YOUR TASK - Reproduce every line of the entries below, requests included, and shift each vertex coordinate in the outline answers by adding 42 to it. Leave all other text unchanged.

[Region annotation entries]
────────
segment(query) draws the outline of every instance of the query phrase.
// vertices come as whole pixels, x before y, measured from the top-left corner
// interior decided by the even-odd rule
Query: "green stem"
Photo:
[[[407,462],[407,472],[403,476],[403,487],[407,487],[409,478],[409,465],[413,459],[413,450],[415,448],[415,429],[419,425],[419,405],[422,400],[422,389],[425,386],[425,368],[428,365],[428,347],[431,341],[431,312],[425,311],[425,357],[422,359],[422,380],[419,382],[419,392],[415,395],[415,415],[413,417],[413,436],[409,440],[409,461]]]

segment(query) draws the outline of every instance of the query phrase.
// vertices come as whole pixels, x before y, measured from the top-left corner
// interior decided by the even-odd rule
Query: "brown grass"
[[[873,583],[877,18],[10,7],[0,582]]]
────────
PROBLEM SOLUTION -
segment(query) draws the outline of every instance of the query phrase.
// vertices come as whole pixels, x before y, measured from the top-left corner
// interior decided by the even-odd rule
Query: "green stem"
Photo:
[[[449,504],[449,514],[445,518],[445,529],[449,529],[451,520],[451,507],[455,501],[455,492],[457,490],[457,471],[461,467],[461,447],[464,442],[464,431],[467,428],[467,410],[470,407],[470,389],[473,383],[473,354],[467,353],[467,399],[464,401],[464,422],[461,424],[461,434],[457,437],[457,457],[455,459],[455,478],[451,482],[451,503]]]

segment(query) draws the outline of every instance of the query phrase.
// vertices come as whole pixels, x before y, measured from the top-left corner
// interior decided by the even-odd rule
Query: "brown grass"
[[[915,625],[919,60],[52,49],[42,624]]]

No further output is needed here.